● **Records provided**
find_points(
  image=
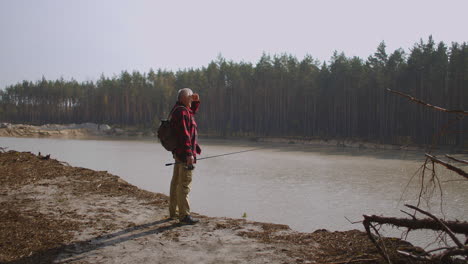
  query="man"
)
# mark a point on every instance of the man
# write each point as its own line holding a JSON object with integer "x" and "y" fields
{"x": 185, "y": 154}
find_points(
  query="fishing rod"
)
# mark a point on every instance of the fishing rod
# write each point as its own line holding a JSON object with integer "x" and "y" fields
{"x": 237, "y": 152}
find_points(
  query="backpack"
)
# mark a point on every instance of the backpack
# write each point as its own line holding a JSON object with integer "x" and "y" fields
{"x": 166, "y": 135}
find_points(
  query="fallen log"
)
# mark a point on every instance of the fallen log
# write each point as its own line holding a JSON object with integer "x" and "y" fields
{"x": 426, "y": 223}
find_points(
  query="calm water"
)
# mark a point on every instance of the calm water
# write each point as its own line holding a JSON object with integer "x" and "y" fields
{"x": 304, "y": 187}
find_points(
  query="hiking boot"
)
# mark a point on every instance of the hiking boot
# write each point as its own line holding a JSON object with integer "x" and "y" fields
{"x": 189, "y": 220}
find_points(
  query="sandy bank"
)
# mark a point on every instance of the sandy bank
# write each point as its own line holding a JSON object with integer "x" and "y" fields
{"x": 51, "y": 212}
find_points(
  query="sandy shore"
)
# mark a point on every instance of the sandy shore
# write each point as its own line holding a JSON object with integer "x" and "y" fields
{"x": 51, "y": 212}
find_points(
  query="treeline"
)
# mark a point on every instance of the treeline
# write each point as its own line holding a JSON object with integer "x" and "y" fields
{"x": 278, "y": 96}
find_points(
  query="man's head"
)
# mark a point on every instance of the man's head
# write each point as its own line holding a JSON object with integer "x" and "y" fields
{"x": 185, "y": 96}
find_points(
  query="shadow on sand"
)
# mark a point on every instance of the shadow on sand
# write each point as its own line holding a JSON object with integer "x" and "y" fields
{"x": 74, "y": 252}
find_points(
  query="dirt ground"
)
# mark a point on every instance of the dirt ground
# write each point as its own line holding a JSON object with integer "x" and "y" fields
{"x": 51, "y": 212}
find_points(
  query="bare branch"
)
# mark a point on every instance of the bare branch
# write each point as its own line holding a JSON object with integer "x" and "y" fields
{"x": 455, "y": 226}
{"x": 457, "y": 160}
{"x": 411, "y": 98}
{"x": 441, "y": 222}
{"x": 448, "y": 166}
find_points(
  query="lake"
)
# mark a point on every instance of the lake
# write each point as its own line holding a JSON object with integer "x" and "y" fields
{"x": 305, "y": 187}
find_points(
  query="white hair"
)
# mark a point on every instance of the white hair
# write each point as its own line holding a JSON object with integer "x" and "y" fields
{"x": 184, "y": 92}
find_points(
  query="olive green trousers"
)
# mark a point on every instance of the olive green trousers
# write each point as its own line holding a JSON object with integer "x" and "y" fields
{"x": 180, "y": 188}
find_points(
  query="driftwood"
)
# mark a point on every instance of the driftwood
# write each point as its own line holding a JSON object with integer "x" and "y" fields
{"x": 444, "y": 227}
{"x": 414, "y": 224}
{"x": 457, "y": 160}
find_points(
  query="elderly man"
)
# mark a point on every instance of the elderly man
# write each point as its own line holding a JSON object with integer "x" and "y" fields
{"x": 185, "y": 154}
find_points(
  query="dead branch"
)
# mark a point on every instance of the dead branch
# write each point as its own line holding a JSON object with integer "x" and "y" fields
{"x": 444, "y": 227}
{"x": 367, "y": 225}
{"x": 457, "y": 160}
{"x": 448, "y": 166}
{"x": 419, "y": 101}
{"x": 456, "y": 226}
{"x": 412, "y": 256}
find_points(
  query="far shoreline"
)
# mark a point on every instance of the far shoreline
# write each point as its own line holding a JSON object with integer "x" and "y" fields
{"x": 91, "y": 131}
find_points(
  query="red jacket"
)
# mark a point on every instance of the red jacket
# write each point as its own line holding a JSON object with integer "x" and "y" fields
{"x": 183, "y": 122}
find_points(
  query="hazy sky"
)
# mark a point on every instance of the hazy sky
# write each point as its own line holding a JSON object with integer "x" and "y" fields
{"x": 84, "y": 38}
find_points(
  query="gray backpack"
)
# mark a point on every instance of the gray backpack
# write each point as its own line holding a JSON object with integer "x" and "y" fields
{"x": 166, "y": 135}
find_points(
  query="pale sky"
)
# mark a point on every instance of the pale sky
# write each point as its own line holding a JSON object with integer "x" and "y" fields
{"x": 82, "y": 39}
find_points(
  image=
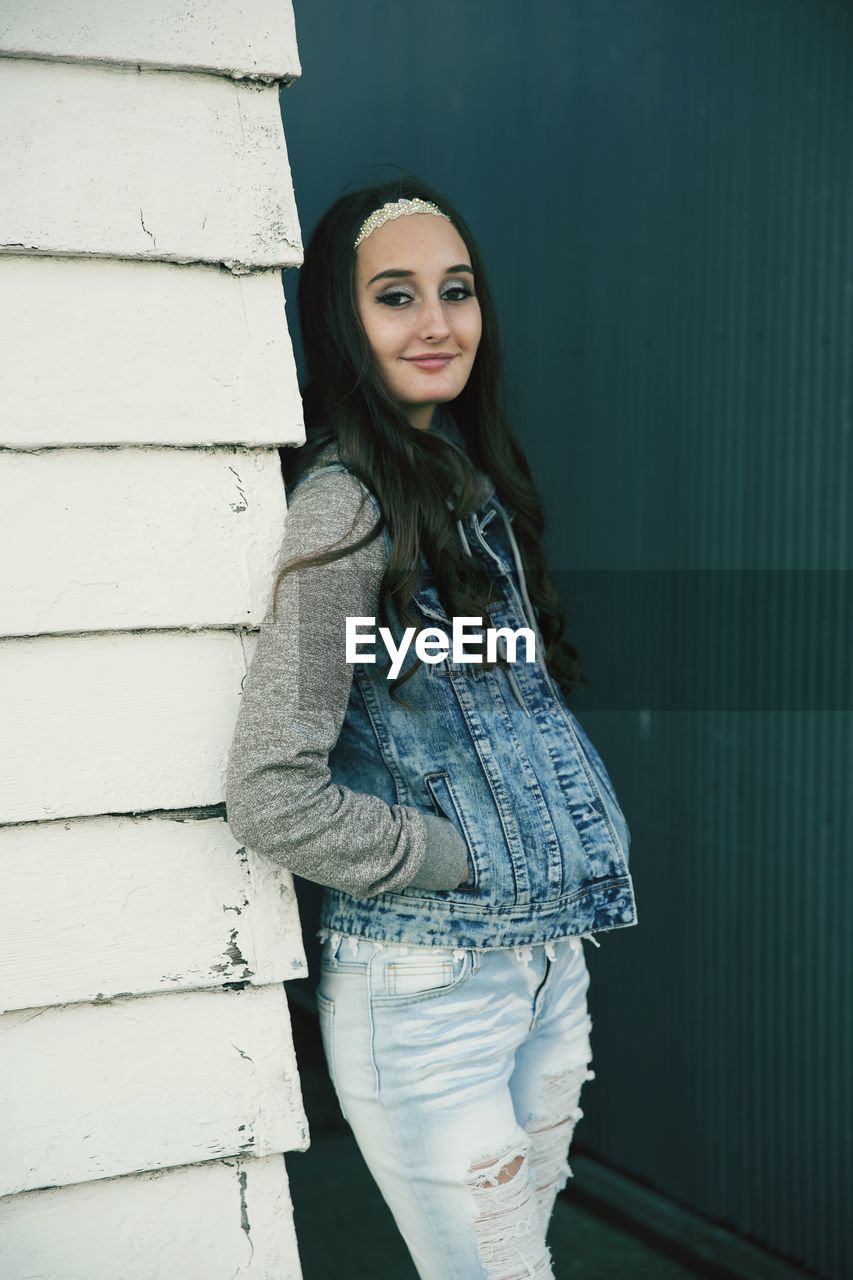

● **Directions for this task**
Could you return all lines from the records that include the word "driftwood"?

● **Answer below**
  query="driftwood"
# mark a point on every instance of the driftwood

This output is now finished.